[Start RECORD EXTRACTS]

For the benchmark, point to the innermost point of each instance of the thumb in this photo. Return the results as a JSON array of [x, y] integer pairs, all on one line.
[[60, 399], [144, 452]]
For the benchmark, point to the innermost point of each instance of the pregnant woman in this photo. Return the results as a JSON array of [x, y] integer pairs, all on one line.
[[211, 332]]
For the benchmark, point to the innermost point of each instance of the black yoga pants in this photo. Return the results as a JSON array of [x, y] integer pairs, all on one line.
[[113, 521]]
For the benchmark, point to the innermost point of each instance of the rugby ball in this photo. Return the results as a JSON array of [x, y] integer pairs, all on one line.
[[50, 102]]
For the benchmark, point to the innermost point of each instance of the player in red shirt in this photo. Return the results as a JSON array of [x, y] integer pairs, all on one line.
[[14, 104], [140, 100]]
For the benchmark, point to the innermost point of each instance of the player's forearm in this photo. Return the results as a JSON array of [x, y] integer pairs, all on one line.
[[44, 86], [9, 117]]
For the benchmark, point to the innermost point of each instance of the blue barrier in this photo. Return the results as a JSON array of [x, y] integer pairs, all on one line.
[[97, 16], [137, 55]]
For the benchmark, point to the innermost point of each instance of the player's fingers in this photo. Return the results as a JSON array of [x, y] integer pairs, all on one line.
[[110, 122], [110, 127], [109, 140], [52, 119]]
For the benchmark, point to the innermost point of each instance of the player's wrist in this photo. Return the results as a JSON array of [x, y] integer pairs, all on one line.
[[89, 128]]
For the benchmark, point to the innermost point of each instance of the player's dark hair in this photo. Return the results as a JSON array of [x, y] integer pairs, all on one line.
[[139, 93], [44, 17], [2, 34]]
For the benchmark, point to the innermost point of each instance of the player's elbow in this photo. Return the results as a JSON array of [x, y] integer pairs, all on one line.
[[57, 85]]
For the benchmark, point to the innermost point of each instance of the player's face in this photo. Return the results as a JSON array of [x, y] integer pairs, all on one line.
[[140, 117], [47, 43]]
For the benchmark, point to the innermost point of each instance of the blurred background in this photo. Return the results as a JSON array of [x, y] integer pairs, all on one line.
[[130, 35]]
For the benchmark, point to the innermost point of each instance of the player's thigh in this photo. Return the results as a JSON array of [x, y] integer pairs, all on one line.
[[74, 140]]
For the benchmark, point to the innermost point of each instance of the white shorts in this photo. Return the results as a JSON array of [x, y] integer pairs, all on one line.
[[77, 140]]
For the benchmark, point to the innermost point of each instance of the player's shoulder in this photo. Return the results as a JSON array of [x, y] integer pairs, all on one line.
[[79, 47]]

[End RECORD EXTRACTS]

Reproduce all of the data exactly as given.

WRITTEN SOLUTION:
For the benchmark, point to the innermost point of each instance of the thumb in this photo. Return the results as a JSON array of [x, y] integer pairs, all on one line.
[[60, 399], [144, 452]]
For the benchmark, point to the innermost point of each instance of the pregnant woman in this photo. Return the results as a JSON array of [x, y] integer pairs, all on one line.
[[211, 332]]
For the benchmark, point to the innermost point of each instance of the black yoga pants in this photo. Return the results as a JSON array of [x, y] integer pairs, all on one line.
[[113, 521]]
For the benchmark, point to the innermost point of each instance of the rugby ball in this photo. Return the results as a JSON array of [x, y] integer pairs, all on one line.
[[50, 102]]
For the benchmark, point to the innermost point of each instance of the player in red shirt in this photo. Return the results as a JSON array of [x, y] integer pairs, all on one line.
[[14, 104], [140, 100]]
For the benchmark, point to the innermost point of each instance of the player's forearm in this photo. Return the results as a JSON array of [x, y] integer pairs, all on one line.
[[44, 86], [9, 117]]
For the benchmark, point to the innermost point of each instance of the blue barrier in this photo. Return the results as a JSON array of [x, y] integer pairs, all on one line.
[[97, 16], [137, 55]]
For the benchmark, point to the innermost point of each instance of the player's fingers in this photo. Return the results as a JSON array of [x, y] integer pairs, all on one line.
[[110, 122], [110, 127], [109, 140], [52, 119]]
For the benchmark, point to the innermost point of each instance of the player's wrist in this photo. Return the results as a JSON array of [x, y] integer pairs, all on one line.
[[89, 128]]
For the benchmark, point to the innermost point of each instance of the player's dark hair in this photo. Return the results as a JSON array of [x, y] integer pairs, all on one line.
[[139, 93], [44, 17], [2, 34]]
For the benchmark, point to the innermost point of each instance of the player's elbow in this photo. Return the results as a JSON array of [x, y] integer pairs, all on one line.
[[57, 85]]
For the benchmark, point to the innermost point of each instance of the player's face in this photo. Return the results as a JSON array of [x, y] integer pairs, all on one line.
[[140, 117], [47, 43]]
For the benchmark, point to the innermost point of each instance of the blurred background in this photo. Return the results as a JSON array of [x, y] integer pairs, all on one line.
[[130, 35]]
For the benchmark, point to the innermost point of each instance of the player's thigh in this photo. Return the results as a JSON array of [x, y] integer pairs, all on one line.
[[74, 140]]
For the benchmark, point to the innermost point of each instance of the white shorts in this photo. Return the results as a JSON array of [x, y] integer pairs, all on one line.
[[77, 140]]
For the benchmark, point to the innermost point of each instance of the player's shoulder in this photo. Return the results as a JSON array of [x, y] integer pairs, all on one line.
[[79, 47]]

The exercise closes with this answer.